▸ DIRECTIVE
Render every line of the entries below as a JSON list of strings, one string per line, leaving out blank lines and the pictures.

▸ Excerpts of pointing data
■ ■ ■ ■ ■ ■ ■

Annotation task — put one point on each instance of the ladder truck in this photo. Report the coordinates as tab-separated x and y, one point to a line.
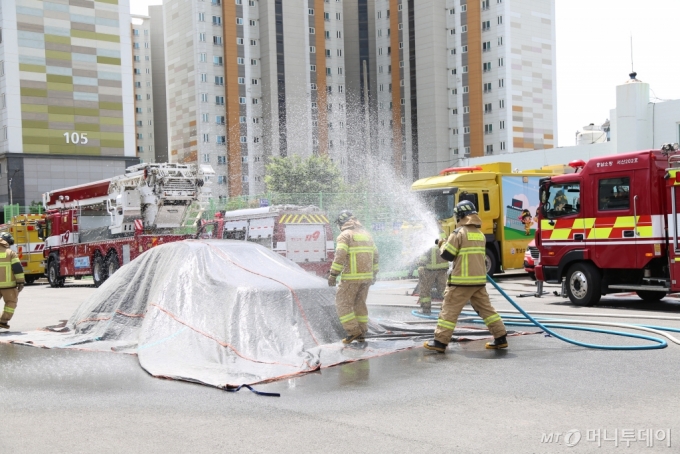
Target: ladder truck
93	229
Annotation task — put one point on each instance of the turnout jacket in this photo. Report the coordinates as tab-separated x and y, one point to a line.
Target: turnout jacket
11	271
467	247
356	256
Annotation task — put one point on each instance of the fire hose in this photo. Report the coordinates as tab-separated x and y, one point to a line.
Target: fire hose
546	323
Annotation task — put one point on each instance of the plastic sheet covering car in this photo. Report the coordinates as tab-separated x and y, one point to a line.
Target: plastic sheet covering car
218	312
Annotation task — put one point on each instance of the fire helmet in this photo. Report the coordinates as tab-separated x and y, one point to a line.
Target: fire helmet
463	209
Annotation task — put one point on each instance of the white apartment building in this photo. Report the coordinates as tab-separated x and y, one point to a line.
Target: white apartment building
250	79
457	78
143	86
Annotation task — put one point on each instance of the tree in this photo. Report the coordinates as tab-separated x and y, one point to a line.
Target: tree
294	175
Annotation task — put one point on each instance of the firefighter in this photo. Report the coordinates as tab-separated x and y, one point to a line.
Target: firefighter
11	278
356	258
432	272
466	245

■ ■ ■ ■ ■ ■ ■

▸ THE SOLUTION
[
  "Annotation task — put one point on each instance of the ladder truck in this photo. Report the coordinates as tab-separated x and y, one point to a line.",
  "Target: ladder truck",
  "93\t229",
  "Annotation task — put one point on each instance of the turnout jacket in this photo. Report the coordinates as tab-separated x and y, one point to a line.",
  "Target: turnout jacket",
  "11\t271",
  "467\t247",
  "356\t256",
  "Annotation task — put one point on each instance of the fire hose in this photo. Report the coordinates as tab-separated x and y, one point to a line.",
  "Target: fire hose",
  "546\t323",
  "Annotation task — put one point on each instance of the plastic sheet covering car in this photo. Report the coordinates as tab-separated x and y, one point to a line.",
  "Target: plastic sheet covering car",
  "218\t312",
  "Annotation task — put one point on each instance of the fire helmet in this photo. Report the coordinates as tab-separated x and y, one point to a line.",
  "Target: fire helmet",
  "463\t209",
  "Annotation task — put one point on each instance of the white apartment building in this photo. Report the coordinates as tab-separated x and y, one point to a line.",
  "Target: white apartment building",
  "250\t79",
  "457\t78",
  "143\t86",
  "Annotation task — put one point on each instance of the tree in this photo. Report the coordinates as tab-separated x and y, one point to a line.",
  "Target: tree",
  "294\t175",
  "Annotation task — put one point on each instance of the firefighter in this photo. Report the coordinates as tab-separated x and y, one point to a line.",
  "Target: firefighter",
  "11\t278",
  "356\t258",
  "432\t272",
  "466\t245"
]